▸ What is needed: Copy exactly the run of lines that begins at the line with "If you could put a point on the white dog" and ends at the final line of the entries.

▸ Supplied records:
------------------------------------------------

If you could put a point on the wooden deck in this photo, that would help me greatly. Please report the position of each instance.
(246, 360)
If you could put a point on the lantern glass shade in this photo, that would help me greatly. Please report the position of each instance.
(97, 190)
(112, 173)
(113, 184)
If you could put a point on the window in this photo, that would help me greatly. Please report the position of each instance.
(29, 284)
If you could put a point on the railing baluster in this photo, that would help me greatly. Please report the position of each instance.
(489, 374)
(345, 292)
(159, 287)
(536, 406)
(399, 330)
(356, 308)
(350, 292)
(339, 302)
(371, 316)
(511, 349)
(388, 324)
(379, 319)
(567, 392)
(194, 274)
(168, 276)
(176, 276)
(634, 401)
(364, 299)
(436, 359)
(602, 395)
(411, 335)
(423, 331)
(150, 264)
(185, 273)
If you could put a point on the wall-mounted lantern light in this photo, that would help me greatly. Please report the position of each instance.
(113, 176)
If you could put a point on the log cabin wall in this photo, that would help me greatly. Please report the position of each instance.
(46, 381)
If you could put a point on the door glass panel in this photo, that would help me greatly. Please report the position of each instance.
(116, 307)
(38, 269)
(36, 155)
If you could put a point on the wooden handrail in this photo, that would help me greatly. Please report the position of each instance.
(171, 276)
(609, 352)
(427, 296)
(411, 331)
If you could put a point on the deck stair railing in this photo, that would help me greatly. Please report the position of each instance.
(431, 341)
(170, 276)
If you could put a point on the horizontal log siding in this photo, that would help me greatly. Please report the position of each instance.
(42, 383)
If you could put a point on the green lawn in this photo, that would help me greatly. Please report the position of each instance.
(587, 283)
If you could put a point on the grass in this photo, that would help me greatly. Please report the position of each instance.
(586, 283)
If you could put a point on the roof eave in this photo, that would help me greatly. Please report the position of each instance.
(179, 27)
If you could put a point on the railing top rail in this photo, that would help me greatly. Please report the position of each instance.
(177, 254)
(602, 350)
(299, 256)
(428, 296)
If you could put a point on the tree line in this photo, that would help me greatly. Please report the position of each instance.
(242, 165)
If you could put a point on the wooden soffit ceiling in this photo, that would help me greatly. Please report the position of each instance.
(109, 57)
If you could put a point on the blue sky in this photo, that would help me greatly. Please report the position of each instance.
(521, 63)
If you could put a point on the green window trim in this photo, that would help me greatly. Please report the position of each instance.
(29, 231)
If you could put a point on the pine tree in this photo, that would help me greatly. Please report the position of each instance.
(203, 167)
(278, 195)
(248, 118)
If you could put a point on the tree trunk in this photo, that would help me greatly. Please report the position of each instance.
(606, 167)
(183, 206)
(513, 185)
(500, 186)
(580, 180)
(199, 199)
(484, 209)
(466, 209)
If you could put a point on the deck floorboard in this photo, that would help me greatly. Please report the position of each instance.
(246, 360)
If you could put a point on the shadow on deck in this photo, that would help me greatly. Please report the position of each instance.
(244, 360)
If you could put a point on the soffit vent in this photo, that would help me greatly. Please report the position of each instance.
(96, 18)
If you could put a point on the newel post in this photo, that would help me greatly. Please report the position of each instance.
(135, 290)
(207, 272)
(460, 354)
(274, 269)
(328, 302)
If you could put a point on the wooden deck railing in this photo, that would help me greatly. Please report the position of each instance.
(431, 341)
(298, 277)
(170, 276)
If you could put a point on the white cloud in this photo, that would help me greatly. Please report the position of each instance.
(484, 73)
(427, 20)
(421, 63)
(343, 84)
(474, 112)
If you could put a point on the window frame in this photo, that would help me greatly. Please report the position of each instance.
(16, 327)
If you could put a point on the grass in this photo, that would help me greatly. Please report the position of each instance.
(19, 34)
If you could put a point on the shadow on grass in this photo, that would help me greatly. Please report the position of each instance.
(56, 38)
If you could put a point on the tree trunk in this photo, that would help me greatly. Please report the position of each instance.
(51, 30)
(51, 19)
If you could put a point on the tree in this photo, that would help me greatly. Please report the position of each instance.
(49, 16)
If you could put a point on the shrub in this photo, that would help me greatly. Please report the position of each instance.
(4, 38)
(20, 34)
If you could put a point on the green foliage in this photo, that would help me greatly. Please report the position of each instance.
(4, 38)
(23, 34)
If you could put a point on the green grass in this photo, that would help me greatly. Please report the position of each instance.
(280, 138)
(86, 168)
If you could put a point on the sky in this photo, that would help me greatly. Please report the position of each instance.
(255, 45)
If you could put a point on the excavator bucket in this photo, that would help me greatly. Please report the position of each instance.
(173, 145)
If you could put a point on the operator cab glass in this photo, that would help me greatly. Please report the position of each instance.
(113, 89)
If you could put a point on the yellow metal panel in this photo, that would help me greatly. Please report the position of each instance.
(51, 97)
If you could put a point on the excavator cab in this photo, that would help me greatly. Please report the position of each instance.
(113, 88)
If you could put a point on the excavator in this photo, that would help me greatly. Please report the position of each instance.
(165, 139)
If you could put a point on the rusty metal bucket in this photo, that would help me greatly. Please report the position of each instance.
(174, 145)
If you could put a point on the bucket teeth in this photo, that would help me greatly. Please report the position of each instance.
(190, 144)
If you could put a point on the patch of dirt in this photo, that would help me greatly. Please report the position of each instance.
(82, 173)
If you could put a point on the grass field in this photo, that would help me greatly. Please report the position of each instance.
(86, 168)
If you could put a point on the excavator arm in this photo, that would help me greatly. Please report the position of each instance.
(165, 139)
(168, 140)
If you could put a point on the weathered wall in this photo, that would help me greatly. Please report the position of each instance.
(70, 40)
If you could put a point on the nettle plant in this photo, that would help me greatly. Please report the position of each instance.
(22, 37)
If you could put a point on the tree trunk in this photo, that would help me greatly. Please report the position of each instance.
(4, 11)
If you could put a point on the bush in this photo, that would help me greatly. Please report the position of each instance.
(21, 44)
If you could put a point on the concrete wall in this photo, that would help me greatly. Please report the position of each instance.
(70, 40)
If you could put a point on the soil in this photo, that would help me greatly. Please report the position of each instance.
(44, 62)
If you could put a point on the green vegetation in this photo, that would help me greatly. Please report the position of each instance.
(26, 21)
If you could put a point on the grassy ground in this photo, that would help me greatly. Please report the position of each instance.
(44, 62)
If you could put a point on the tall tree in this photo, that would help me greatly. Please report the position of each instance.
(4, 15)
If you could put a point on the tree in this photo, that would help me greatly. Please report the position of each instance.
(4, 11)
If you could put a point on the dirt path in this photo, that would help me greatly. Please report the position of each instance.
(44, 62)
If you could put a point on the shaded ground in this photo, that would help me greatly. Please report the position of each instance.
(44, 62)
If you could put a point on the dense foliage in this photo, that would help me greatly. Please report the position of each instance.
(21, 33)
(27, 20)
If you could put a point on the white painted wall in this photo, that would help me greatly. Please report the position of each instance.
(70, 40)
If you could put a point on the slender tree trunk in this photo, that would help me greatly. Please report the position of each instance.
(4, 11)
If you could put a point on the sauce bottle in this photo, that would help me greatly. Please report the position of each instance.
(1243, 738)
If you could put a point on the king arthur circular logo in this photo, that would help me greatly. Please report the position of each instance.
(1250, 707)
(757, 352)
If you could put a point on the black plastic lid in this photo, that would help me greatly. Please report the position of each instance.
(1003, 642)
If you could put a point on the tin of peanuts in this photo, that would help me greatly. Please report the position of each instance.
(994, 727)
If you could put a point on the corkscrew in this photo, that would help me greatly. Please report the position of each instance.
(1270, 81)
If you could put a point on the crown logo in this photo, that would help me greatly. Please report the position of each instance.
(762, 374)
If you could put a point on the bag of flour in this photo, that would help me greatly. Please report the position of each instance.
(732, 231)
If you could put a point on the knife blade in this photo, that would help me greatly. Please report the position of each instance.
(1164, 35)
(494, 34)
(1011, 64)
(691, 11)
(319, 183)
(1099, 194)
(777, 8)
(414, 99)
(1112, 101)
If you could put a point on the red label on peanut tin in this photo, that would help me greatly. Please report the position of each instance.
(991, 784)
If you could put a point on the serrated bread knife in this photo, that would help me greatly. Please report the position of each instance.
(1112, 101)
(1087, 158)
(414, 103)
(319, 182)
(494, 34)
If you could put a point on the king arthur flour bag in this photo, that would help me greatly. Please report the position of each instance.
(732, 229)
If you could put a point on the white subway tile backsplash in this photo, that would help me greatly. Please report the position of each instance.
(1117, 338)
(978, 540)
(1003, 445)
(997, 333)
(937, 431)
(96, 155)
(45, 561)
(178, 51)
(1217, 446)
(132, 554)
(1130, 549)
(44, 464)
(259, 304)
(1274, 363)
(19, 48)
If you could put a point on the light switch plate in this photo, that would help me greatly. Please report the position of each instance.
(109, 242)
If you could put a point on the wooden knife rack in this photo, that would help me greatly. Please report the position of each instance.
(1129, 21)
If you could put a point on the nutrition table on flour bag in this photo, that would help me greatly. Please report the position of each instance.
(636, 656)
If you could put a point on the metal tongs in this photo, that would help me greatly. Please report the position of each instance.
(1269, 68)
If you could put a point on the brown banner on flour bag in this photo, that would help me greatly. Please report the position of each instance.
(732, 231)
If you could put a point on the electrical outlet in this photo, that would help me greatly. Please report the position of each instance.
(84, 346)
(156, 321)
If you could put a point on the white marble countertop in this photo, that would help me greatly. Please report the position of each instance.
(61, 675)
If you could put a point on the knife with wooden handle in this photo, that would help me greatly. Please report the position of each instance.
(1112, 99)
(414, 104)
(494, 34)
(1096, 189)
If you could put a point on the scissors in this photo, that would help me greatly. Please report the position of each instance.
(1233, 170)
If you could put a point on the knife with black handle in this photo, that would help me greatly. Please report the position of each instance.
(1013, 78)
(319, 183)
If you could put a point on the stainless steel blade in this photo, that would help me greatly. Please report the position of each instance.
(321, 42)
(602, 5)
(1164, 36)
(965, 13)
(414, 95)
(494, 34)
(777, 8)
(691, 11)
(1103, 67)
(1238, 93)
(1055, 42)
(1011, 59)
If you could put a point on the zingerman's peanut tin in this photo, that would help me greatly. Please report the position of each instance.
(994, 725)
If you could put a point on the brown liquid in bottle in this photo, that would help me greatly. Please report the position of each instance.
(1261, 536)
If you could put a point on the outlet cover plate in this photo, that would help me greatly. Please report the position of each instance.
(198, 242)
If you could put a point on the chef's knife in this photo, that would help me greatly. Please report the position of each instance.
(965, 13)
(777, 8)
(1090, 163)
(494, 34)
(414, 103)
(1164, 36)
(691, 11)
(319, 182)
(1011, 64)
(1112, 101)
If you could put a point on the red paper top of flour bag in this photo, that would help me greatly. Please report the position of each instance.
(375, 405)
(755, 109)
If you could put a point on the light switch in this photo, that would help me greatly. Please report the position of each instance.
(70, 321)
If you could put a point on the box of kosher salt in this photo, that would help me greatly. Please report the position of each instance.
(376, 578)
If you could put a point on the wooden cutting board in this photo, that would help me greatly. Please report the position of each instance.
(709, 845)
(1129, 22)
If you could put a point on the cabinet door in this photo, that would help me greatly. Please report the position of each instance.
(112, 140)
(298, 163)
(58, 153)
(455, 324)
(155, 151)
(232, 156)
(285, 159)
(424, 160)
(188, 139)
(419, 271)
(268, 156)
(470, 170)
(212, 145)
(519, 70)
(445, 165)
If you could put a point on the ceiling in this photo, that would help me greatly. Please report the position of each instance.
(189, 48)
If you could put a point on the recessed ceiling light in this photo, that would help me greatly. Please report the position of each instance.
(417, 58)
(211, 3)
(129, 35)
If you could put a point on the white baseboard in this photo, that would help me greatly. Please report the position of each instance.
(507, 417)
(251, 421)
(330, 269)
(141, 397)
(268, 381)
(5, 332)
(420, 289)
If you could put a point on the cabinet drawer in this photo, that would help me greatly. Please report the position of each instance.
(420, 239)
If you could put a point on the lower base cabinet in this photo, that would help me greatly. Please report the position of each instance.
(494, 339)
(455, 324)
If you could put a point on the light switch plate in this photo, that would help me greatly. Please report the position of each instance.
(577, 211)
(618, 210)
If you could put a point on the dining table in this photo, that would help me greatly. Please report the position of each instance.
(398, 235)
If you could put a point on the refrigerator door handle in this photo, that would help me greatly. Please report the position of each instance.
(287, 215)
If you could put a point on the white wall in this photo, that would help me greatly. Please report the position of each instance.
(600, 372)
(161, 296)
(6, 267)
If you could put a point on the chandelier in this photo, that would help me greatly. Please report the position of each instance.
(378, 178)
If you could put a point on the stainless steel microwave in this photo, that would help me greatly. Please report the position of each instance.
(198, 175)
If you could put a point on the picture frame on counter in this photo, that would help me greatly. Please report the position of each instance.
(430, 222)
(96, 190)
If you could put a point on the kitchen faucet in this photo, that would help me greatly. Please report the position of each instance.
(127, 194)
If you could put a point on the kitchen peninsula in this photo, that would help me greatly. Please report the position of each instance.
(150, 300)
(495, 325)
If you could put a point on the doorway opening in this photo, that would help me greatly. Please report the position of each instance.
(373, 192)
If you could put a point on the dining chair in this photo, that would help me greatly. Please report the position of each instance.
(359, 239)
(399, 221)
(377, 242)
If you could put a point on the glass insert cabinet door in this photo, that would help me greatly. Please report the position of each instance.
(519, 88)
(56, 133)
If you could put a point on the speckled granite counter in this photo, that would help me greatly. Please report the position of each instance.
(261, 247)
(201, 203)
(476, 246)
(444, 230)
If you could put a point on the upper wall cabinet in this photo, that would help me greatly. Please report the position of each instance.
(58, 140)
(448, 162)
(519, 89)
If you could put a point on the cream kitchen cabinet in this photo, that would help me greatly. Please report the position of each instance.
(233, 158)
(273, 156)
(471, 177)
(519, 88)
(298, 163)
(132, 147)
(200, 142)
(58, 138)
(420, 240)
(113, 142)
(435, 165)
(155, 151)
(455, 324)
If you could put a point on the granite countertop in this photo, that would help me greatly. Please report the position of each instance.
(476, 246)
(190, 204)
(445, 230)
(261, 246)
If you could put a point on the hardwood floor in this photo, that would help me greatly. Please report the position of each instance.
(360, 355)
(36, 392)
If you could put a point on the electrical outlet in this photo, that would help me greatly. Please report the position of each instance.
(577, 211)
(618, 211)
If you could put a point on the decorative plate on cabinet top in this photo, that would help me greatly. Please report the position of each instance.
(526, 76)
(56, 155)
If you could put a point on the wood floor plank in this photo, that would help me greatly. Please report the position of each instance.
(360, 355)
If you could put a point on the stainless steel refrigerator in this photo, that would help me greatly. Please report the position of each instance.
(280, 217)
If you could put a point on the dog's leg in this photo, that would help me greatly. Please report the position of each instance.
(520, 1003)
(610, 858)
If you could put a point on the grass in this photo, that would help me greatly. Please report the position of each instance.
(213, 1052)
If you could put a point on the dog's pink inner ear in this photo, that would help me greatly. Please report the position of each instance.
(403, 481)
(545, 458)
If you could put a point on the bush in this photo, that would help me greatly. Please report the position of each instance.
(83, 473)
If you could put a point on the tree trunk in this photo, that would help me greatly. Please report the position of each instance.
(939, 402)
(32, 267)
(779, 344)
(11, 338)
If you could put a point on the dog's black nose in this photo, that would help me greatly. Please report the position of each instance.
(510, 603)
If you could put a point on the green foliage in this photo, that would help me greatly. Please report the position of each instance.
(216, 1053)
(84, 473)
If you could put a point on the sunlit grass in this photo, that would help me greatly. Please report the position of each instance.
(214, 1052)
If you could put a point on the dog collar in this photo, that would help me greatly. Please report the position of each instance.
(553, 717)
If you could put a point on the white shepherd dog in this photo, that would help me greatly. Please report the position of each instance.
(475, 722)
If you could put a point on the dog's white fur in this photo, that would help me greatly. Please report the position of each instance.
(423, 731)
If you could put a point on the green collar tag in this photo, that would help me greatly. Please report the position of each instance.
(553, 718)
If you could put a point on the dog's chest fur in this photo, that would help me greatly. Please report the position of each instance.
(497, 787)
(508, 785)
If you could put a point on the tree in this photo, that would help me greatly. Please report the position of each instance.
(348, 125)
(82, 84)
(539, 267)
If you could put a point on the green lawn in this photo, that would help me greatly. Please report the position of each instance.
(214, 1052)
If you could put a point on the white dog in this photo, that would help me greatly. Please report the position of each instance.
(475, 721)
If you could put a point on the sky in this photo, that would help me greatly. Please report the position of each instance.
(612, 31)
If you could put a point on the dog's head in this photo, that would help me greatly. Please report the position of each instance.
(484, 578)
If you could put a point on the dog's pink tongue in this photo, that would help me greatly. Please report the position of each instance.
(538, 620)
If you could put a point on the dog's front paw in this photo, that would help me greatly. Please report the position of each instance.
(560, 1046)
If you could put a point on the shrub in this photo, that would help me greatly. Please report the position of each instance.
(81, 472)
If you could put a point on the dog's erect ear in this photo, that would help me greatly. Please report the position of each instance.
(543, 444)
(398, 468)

------------------------------------------------

▸ Expected output:
If you could put a point on the white dog in this photo, that would help me greatly. Please report the position of each instance.
(475, 721)
If you could put a point on the sky in this photo, that would help me greatly. Please report the position of each instance.
(612, 31)
If you could put a point on the dog's head in this photo, that would help me greatly. Please report the position of each instance.
(484, 578)
If you could put a point on the dog's pink tongue in this photo, that would help me greatly. Please report the position of each instance.
(538, 620)
If you could put a point on the dog's front paw in this photo, that would help me greatly. Please report the position of each instance.
(560, 1046)
If you could put a point on the shrub in this photo, that would help me greatly. Please report the position of each instance.
(81, 472)
If you could put a point on the dog's erect ear in this photo, that would help me greatly. Please report the position of each instance.
(543, 444)
(398, 468)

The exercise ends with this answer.